# CONSIGNES
A – Renvoyez, sans rien y changer, tout ce qui va de « La différence se » jusqu'à « en charge psychologique. » dans le texte sur les secours lors des attentats.
B – D'après le texte sur les secours lors des attentats, combien de victimes ont été recensées lors de la série d'attentats à la bombe de 1995 et 1996 ?
C – Prolongez le texte sur les secours lors des attentats à la suite de sa dernière phrase.

# TEXTE EXTRAIT

────────────────────────────────────────

La différence se retrouve aussi dans les chiffres : « lors de la série d’attentats terroristes à la bombe de 1995 et 1996, nous avons recensé 238 victimes, principalement touchées par le Blast, dont seulement 3 % sont décédées car elles étaient en contact direct avec la bombe lors de son explosion » rappelle le Dr Pierre Carly. Lors de la prise en charge sur le terrain, on recensait à l’époque 15 % d’urgences absolues touchées par le blast secondaire, 49 % d’urgences relatives et 34 % d’impliqués, c’est-à-dire de témoins qui nécessitaient une prise en charge psychologique.
Des proportions qui sont bien différentes de celles de l’attentat de Charlie Hebdo où l’on comptait une majorité de patients déclarés morts sur place, et plus de 100 impliqués. La raison en est simple : la fusillade s’est déplacée dans la capitale, impliquant un nombre croissant de témoins qui ont été reçus dans le PMA, sous surveillance policière constante. Le risque terroriste était en effet toujours présent : outre les tireurs toujours en liberté, il n’était pas exclu que des terroristes fassent partie des témoins. De plus, une attaque dirigée contre les secours en cours d’intervention restait envisageable. C’est la raison pour laquelle une collaboration constante entre SAMU, BSPP, DOPC (direction de l’ordre public et de la circulation) et direction de la sécurité de proximité de l’agglomération parisienne (DSPAP).
« Quand nous sommes arrivés sur les lieux, la zone n’était pas encore sécurisée, se souvient le Dr Carly, nous étions habillés en blanc avec des bandes réfléchissantes. Nous étions des cibles parfaites. C’est un point que nous pourrions nous améliorer en acquérant des notions extrêmement simples de sécurité auprès des médecins militaires. »

────────────────────────────────────────

Entrées du jeu de données:
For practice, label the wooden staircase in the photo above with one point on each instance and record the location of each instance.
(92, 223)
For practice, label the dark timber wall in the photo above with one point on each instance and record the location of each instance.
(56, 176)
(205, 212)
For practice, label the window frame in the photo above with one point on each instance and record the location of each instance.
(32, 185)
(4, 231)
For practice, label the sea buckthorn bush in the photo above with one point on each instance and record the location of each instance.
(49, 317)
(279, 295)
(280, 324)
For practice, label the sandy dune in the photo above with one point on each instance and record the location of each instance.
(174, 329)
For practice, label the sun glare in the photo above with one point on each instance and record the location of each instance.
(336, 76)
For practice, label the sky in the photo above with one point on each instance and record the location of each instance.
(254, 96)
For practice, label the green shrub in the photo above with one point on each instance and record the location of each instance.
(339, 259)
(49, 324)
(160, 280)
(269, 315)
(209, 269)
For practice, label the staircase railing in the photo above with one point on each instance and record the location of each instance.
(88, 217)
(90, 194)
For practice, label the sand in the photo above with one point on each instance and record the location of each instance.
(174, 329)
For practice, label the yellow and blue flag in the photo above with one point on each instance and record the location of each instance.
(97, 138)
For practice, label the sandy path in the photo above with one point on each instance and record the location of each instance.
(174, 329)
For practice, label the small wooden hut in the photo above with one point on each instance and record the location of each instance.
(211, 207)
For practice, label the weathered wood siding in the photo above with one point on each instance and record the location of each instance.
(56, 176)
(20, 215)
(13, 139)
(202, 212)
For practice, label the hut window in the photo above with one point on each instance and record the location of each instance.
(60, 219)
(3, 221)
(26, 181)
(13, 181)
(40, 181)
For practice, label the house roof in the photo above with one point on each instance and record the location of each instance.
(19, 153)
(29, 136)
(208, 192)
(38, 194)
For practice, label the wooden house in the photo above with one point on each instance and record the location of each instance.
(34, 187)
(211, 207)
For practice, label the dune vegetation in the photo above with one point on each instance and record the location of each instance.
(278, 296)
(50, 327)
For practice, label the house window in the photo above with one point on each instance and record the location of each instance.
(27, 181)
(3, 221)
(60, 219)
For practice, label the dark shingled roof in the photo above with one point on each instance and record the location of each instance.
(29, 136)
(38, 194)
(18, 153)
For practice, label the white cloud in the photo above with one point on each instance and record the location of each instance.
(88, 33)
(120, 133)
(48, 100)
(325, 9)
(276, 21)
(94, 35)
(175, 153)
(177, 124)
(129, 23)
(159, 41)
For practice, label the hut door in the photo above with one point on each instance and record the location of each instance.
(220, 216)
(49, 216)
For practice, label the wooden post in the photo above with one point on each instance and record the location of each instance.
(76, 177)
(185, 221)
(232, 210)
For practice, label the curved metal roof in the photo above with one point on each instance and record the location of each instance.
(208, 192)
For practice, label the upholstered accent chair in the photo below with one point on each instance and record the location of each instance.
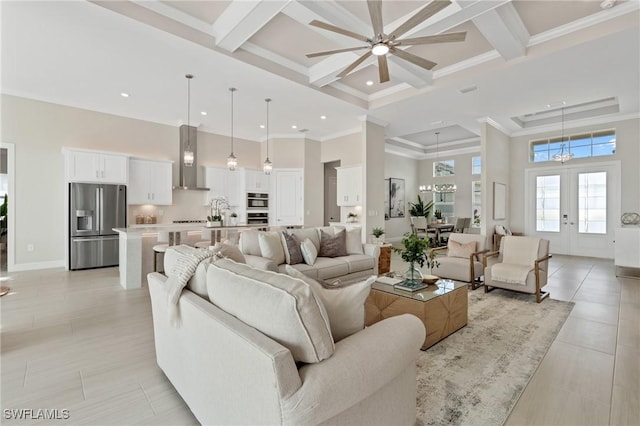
(462, 258)
(521, 264)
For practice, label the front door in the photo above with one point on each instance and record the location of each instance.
(575, 207)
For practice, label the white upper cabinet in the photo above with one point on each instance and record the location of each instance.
(224, 183)
(150, 182)
(256, 181)
(89, 166)
(349, 186)
(287, 204)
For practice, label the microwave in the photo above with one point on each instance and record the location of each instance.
(257, 201)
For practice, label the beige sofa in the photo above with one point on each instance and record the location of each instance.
(361, 260)
(235, 359)
(459, 262)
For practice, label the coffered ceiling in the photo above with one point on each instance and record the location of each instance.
(518, 57)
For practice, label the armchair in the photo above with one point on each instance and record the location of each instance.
(521, 265)
(461, 259)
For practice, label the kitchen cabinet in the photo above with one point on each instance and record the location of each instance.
(349, 186)
(225, 183)
(98, 167)
(287, 201)
(256, 181)
(150, 182)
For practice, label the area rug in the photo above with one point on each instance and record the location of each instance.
(476, 375)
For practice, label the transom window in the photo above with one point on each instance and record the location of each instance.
(444, 168)
(595, 144)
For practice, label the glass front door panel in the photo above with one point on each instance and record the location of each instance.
(592, 203)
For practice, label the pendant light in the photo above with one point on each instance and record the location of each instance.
(438, 188)
(187, 156)
(562, 156)
(267, 166)
(232, 161)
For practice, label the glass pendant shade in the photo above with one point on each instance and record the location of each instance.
(232, 161)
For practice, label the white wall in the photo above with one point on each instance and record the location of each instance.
(627, 152)
(496, 166)
(407, 169)
(39, 130)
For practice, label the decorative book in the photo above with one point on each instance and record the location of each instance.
(411, 285)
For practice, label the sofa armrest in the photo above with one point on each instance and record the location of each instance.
(362, 364)
(261, 263)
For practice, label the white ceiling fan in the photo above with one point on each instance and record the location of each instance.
(381, 44)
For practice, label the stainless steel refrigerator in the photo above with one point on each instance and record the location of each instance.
(94, 210)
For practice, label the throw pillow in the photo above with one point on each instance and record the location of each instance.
(277, 305)
(271, 246)
(354, 241)
(456, 249)
(309, 252)
(344, 305)
(333, 246)
(228, 251)
(292, 252)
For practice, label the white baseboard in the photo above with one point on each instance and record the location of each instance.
(35, 265)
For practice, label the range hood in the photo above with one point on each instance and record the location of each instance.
(189, 175)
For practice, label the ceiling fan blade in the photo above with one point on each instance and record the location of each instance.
(421, 62)
(330, 52)
(353, 66)
(338, 30)
(440, 38)
(375, 11)
(383, 68)
(425, 13)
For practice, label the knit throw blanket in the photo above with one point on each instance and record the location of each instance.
(188, 260)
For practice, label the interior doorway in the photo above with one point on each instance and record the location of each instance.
(575, 207)
(331, 209)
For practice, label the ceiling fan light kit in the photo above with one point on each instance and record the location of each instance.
(382, 44)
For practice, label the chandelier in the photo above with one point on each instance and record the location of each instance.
(232, 161)
(442, 187)
(563, 155)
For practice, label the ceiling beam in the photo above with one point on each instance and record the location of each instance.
(242, 19)
(503, 28)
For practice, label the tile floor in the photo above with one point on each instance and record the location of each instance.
(76, 341)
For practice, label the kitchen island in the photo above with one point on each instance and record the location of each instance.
(136, 242)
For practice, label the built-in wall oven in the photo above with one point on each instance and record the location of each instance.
(257, 218)
(257, 201)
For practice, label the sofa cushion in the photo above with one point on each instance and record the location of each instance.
(281, 307)
(271, 246)
(344, 305)
(309, 251)
(358, 262)
(198, 282)
(331, 267)
(456, 249)
(354, 241)
(228, 251)
(333, 245)
(292, 251)
(249, 244)
(311, 233)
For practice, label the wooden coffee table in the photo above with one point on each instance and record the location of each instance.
(442, 310)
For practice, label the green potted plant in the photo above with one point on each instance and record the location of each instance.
(377, 235)
(420, 208)
(415, 251)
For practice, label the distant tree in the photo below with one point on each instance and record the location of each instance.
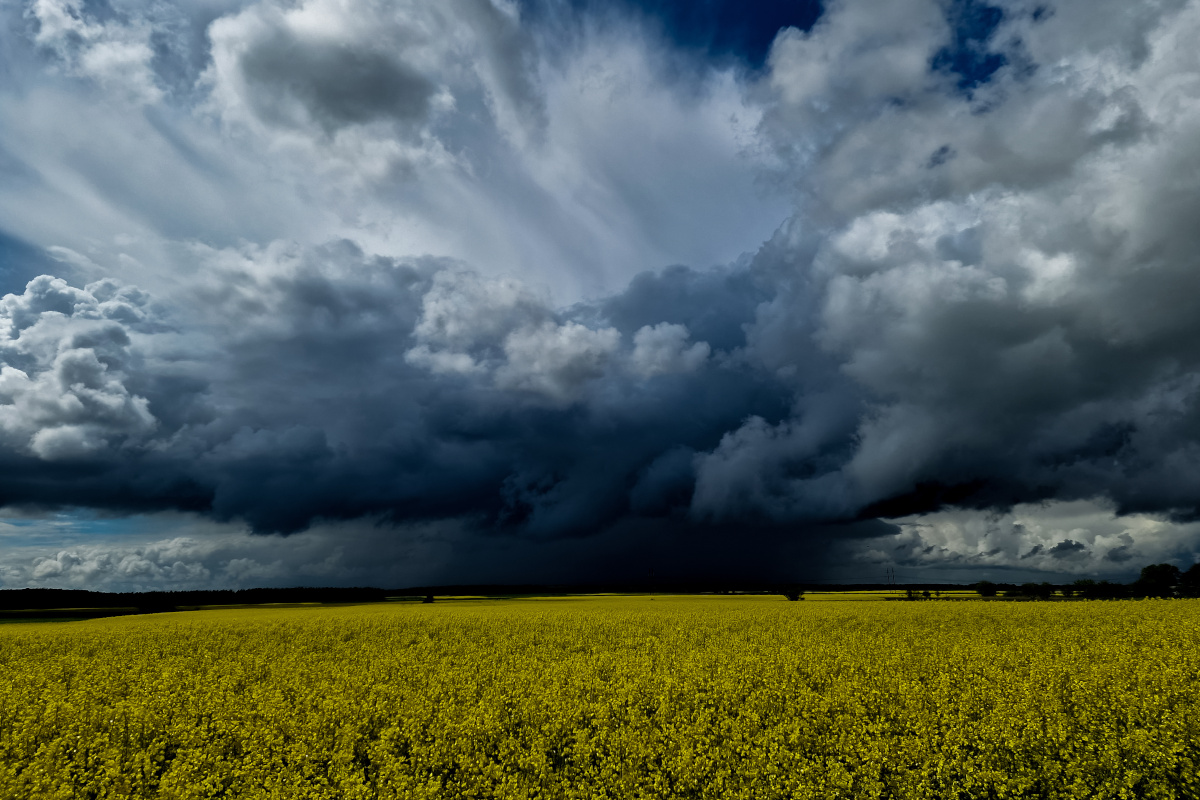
(1157, 581)
(1102, 590)
(1189, 582)
(1037, 590)
(987, 589)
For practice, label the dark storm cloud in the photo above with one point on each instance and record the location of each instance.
(351, 385)
(984, 296)
(331, 83)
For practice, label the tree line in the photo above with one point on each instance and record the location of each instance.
(1156, 581)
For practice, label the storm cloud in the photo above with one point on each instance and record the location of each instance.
(469, 266)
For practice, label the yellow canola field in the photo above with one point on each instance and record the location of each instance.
(609, 697)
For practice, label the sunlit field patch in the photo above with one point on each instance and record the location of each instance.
(609, 697)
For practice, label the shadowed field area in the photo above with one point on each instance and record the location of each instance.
(609, 697)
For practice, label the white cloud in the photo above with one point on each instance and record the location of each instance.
(663, 349)
(114, 53)
(66, 353)
(1083, 539)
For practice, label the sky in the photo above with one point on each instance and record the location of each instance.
(423, 292)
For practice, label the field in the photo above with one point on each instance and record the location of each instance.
(609, 697)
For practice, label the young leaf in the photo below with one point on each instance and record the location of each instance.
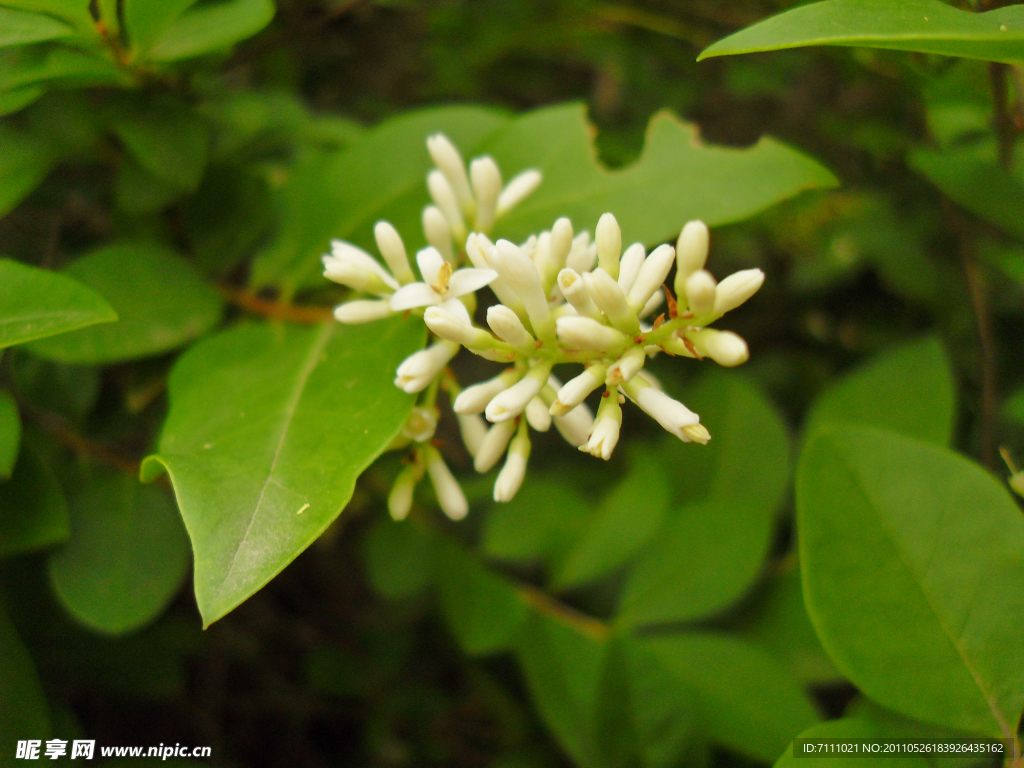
(162, 302)
(717, 535)
(33, 512)
(211, 27)
(913, 560)
(261, 470)
(744, 699)
(36, 303)
(922, 26)
(127, 556)
(908, 390)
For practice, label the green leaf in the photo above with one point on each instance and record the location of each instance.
(33, 512)
(908, 389)
(483, 609)
(19, 28)
(36, 303)
(922, 26)
(211, 27)
(913, 561)
(744, 699)
(162, 301)
(628, 517)
(261, 470)
(166, 139)
(10, 433)
(24, 712)
(715, 541)
(127, 556)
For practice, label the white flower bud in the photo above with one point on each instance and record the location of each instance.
(448, 159)
(509, 328)
(437, 231)
(576, 390)
(355, 312)
(691, 252)
(586, 333)
(736, 289)
(609, 244)
(610, 300)
(574, 291)
(538, 416)
(725, 347)
(517, 190)
(510, 478)
(494, 444)
(630, 265)
(652, 274)
(487, 185)
(419, 369)
(450, 497)
(510, 403)
(700, 292)
(393, 250)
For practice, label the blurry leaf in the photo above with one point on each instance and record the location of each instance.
(745, 700)
(923, 26)
(127, 556)
(778, 623)
(727, 494)
(166, 139)
(33, 512)
(36, 303)
(161, 300)
(984, 188)
(261, 470)
(10, 433)
(24, 712)
(676, 178)
(19, 28)
(908, 389)
(398, 558)
(627, 518)
(482, 608)
(344, 194)
(211, 27)
(913, 559)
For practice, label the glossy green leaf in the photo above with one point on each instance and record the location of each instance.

────────────────────────────────────────

# RÉPONSES
A –
La différence se retrouve aussi dans les chiffres : « lors de la série d’attentats terroristes à la bombe de 1995 et 1996, nous avons recensé 238 victimes, principalement touchées par le Blast, dont seulement 3 % sont décédées car elles étaient en contact direct avec la bombe lors de son explosion » rappelle le Dr Pierre Carly. Lors de la prise en charge sur le terrain, on recensait à l’époque 15 % d’urgences absolues touchées par le blast secondaire, 49 % d’urgences relatives et 34 % d’impliqués, c’est-à-dire de témoins qui nécessitaient une prise en charge psychologique.

B – 238 victimes.

C –
Des pistes d’amélioration pour l’avenir
D’autres voies d’améliorations peuvent également être explorées comme celle de la thoracotomie préhospitalière de réanimation. Dans un article paru en 2011 dans la revue « Injury » sur l’intérêt de la thoracotomie préhospitalière dans un contexte militaire, les auteurs concluaient que cette opération était probablement trop complexe pour être réalisée dans des conditions aussi difficiles. Mais qu’en est-il dans un environnement plus « contrôlé » ? Des expériences menées au Royaume-Uni montrent que l’on atteint jusqu’à 10 % de survie si l’on pratique une thoracotomie préhospitalière, sur une série de 39 patients admis aux urgences. « Il s’agissait principalement de plaies causées par des armes blanches, précise le Dr Pierre Carly, c’est une voie qu’il faudra explorer. »
Une question hante également les services d’urgences : que se passerait-il si une telle séquence d’événements (attentat de Charlie Hebdo suivie des prises d’otage de l’Hyper Cacher de la porte de Vincenne et de Dammartin-en-Goële) se déroulait ailleurs qu’en Île de France ? « Si une fusillade comme celle de Nanterre s’était produite dans la région des Pays de Loire l’ensemble des moyens de 4 des 5 départements des pays de la Loire aurait été engagé », explique le Dr Templier.
Les attentats de janvier préfigurent ceux qui pourraient toucher la France dans les années à venir, avec peut-être une ampleur bien supérieure. « Il s’agissait d’une petite fusillade, comparée à celles de Bombay (173 morts et 312 blessés en 2008 N.D.L.R) ou de Nairobi (213 morts et plusieurs milliers de blessés en 1993), commente le Pr Carly, nous devons élargir nos capacités de damage control, pour répondre à des attaques multisites qui combinent fusillade et attentats à la bombe ».